**Texto apresentado**.
19 Posteriormente, a MCA informou a Generics de que algumas das indicações do captopril, acrescentadas ao longo dos dez anos anteriores, exigiam nova autorização por força do Anexo II do Regulamento (CE) n._ 541/95 (12) e que, portanto, estavam protegidas. Nesta situação estava a indicação adicional de «nefropatia diabética». Contudo, a MCA aceitava que a Generics se baseasse na alínea a), iii), ponto 8, segundo parágrafo, artigo 4._ da Directiva 65/65 em relação à indicação relativa ao «enfarte de miocárdio» (indicação também acrescentada nos últimos dez anos), para a qual não era preciso novo requerimento de autorização por força do Anexo II do Regulamento n._ 541/95.

O processo aciclovir

20 A sociedade Wellcome Foundation Ltd (a seguir «Wellcome») (13) é titular das principais autorizações para comercialização no Reino Unido do medicamento antiviral aciclovir, também vendido sob a marca «Zovirax». Essas autorizações foram concedidas à Wellcome entre 1981 e 1994.

21 Durante esse período, a Wellcome produziu e recolheu novos dados a fim de ampliar as indicações terapêuticas permitidas a novas formas e vias de administração do produto. A despesa realizada pela Wellcome em investigação e desenvolvimento atingiu vários milhões de UKL ao ano: de 4 milhões de UKL em 1982/1983 a 8 milhões de UKL em 1991/1992. Neste período, a Wellcome ampliou significativamente as indicações e as dosagens de aciclovir (14).

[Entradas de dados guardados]

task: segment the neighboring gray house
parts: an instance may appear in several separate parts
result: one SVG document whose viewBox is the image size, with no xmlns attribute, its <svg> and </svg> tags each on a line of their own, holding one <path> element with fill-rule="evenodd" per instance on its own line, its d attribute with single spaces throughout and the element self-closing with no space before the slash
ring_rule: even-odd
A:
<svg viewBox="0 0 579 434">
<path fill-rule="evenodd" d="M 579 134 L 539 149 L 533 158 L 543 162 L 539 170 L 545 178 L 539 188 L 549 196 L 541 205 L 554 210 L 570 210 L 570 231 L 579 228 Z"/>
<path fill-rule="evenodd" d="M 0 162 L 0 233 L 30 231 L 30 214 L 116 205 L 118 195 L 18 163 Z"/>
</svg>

**Sobre a tarefa**.
Diga se cada afirmação abaixo está de acordo com o texto sobre o captopril e o aciclovir. Responda sim ou não a cada uma e cite as palavras exatas do texto que o decidem.
1. As autorizações da Wellcome para o aciclovir no Reino Unido foram concedidas entre 1981 e 1994.
2. Para a MCA, a indicação de «nefropatia diabética» não estava protegida.
3. Em 1991/1992, a despesa da Wellcome em investigação e desenvolvimento foi de 4 milhões de UKL.

**A sua resposta**.
1. Sim: "Essas autorizações foram concedidas à Wellcome entre 1981 e 1994."
2. Não: "e que, portanto, estavam protegidas. Nesta situação estava a indicação adicional de «nefropatia diabética»."
3. Não: "de 4 milhões de UKL em 1982/1983 a 8 milhões de UKL em 1991/1992."